Write out the listing below again, precisely as it is given.

******************************

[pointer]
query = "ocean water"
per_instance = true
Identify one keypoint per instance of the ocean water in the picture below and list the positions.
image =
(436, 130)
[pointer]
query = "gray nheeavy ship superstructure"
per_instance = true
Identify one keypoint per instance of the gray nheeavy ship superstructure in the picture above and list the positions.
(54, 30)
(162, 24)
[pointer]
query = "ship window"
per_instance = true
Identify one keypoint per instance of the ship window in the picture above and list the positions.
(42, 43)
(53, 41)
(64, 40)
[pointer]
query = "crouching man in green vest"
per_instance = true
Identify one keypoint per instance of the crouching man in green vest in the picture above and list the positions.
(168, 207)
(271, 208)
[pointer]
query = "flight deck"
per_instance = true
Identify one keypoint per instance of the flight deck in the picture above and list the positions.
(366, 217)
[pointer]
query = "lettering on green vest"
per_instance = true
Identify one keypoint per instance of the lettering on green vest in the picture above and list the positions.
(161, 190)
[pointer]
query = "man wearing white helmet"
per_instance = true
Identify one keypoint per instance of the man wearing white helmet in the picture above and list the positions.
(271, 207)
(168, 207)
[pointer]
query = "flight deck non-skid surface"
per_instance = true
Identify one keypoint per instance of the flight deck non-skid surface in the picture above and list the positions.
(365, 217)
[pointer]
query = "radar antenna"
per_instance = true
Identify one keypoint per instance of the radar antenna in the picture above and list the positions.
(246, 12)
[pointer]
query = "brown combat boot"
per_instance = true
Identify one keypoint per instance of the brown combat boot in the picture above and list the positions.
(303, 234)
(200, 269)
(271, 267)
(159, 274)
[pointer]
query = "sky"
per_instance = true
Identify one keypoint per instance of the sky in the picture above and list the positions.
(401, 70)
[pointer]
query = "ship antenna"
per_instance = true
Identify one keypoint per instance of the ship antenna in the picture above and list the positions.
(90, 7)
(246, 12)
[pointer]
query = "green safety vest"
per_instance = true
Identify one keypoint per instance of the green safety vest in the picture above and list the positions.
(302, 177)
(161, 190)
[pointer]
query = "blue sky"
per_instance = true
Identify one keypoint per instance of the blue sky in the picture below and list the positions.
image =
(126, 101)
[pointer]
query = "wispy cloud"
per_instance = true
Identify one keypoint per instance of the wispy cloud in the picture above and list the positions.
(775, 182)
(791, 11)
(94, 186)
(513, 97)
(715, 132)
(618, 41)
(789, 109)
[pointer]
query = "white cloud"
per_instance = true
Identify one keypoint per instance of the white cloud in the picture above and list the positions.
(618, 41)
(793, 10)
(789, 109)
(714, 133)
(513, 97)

******************************

[Answer for this exercise]:
[pointer]
query = "ocean water"
per_instance = true
Identify one keypoint per instance of the ocean water in the picture below and list the positions.
image =
(436, 130)
[pointer]
query = "gray nheeavy ship superstructure"
per_instance = true
Identify one keypoint per instance of the gray nheeavy ship superstructure in the picture above and list the positions.
(54, 30)
(162, 24)
[pointer]
query = "ship window"
per_instance = true
Identify one keypoint per instance of the ship window in the picture above and list the positions.
(42, 43)
(53, 41)
(64, 40)
[pointer]
query = "crouching man in green vest"
per_instance = true
Identify one keypoint per instance of the crouching man in green vest in the picture above and list the positions.
(168, 207)
(271, 208)
[pointer]
query = "flight deck"
per_instance = true
Identify one keypoint per instance of the flight deck in the picture above and list the positions.
(366, 217)
[pointer]
query = "lettering on green vest"
per_instance = true
Identify one keypoint per instance of the lettering on green vest in the picture above and list the positions.
(161, 190)
[pointer]
query = "man wearing white helmet"
per_instance = true
Identify one keypoint per instance of the man wearing white helmet in the picture above and list the positions.
(271, 207)
(168, 207)
[pointer]
query = "flight deck non-skid surface"
per_instance = true
Identify one keypoint per instance of the flight deck non-skid surface in the picture above and list the positions.
(365, 217)
[pointer]
query = "radar antenna"
per_instance = true
Identify one keypoint per instance of the radar antenna in the picture above and list the positions.
(246, 12)
[pointer]
query = "brown combat boot"
per_instance = true
Identify one keypoint per instance of the brown combat boot in the picture above and list the positions.
(303, 234)
(200, 269)
(271, 267)
(159, 274)
[pointer]
query = "sky"
per_instance = true
Identify one keypoint per instance of the sky in the picture above and list the positions.
(401, 70)
[pointer]
query = "ship antenna"
per_instance = true
Identify one keypoint per instance of the ship antenna in the picture above and list the positions.
(90, 7)
(246, 12)
[pointer]
query = "green safety vest"
per_instance = true
Identify one keypoint per instance of the green safety vest in the picture above and list the positions.
(302, 177)
(161, 190)
[pointer]
query = "blue sky"
per_instance = true
Identify one keypoint per instance of the blue sky in the picture below and list the positions.
image =
(126, 101)
[pointer]
query = "wispy cloud"
per_instance = true
Identify one keypoint per instance of the wispy cloud in the picture above and list the positions.
(775, 182)
(791, 11)
(94, 186)
(513, 97)
(715, 132)
(618, 41)
(789, 109)
[pointer]
query = "white cloud"
per_instance = true
Identify one keypoint per instance of the white cloud in the picture above and list the positions.
(618, 41)
(793, 10)
(789, 109)
(714, 133)
(513, 97)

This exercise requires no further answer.